> _Problems and tasks_:
1. Rewrite the article on copyrighted material and AI training, starting at "The term refers" and ending at "an art competition.", with "Midjourney" changed to "Stable Diffusion".
2. Carry the article on copyrighted material and AI training further, picking up after its final sentence.

Copyrighted Material and AI Training

The most recent and noisy area of AI development is, without a doubt, the field of generative AI.

The term refers to an area of artificial intelligence that focuses on systems that can generate content, such as DALL-E and Midjourney (that generate images), GameGAN (generates game levels), ChatGPT (generates text), Co-Pilot (generates code), and so forth.

On a few occasions, images generated by Midjourney were used to illustrate media publications and even to win an art competition.

Of course, the ability of a machine to generate images that are on par, or sometimes better, than those produced by humans made creators worried beyond public outcry and to the extent of filing a lawsuit.

For example, Sarah Andersen, the author of a reasonably funny comic strip loosely based on her own challenges of having to deal with a reasonably easy life, in January this year has joined forces with a few other authors to sue prominent operators of generative AI.

> _Information supplied_:
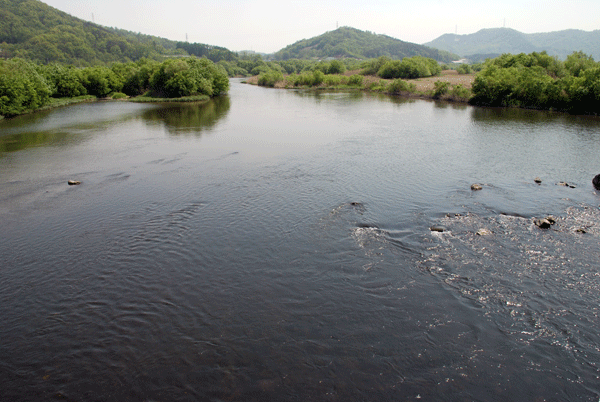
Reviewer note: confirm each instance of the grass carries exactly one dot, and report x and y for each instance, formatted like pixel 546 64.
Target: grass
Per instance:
pixel 447 86
pixel 147 98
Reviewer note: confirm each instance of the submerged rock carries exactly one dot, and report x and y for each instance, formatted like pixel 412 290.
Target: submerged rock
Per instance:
pixel 543 223
pixel 596 182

> _Replies_:
1.
The term refers to an area of artificial intelligence that focuses on systems that can generate content, such as DALL-E and Stable Diffusion (that generate images), GameGAN (generates game levels), ChatGPT (generates text), Co-Pilot (generates code), and so forth.

On a few occasions, images generated by Stable Diffusion were used to illustrate media publications and even to win an art competition.

2.
They claim that their works cannot be used to train AI without explicit permission. In other words, they insist on excluding the training of AI from the concept of fair use.

Fair Use and the Israeli Government

Fair use is a legal doctrine that allows the use of copyrighted material without the owner’s permission under certain circumstances. It is not a right but rather a defense in court: if one is sued by the owner of the rights, the court may decide that the use falls under the category of “fair” and indemnify the defendant.

Fair use may include using a copyrighted work for criticism, comment, news reporting, teaching, scholarship, or research. The fair use defense stands a better chance if the work in question is not a work of art (which isn’t the case here).

An additional criterion for fair use is its effect on the market value of the original piece.

Cue the Israeli government.

With a portion of cutting-edge AI research happening in Israel, the Israeli Ministry of Justice has decided to reduce uncertainty for startups, mature companies, and the government by doing something it rarely does: issuing a proactive legal opinion on the use of copyrighted material (the document is in Hebrew, but there is an English summary).

Its key conclusion is that, according to Israeli law and under the existing copyright doctrines, copyrighted materials can be used to train ML models.

The only exception is if the ML model is trained on the works of a single author with the goal of competing with them in their current market.

However, there’s a catch.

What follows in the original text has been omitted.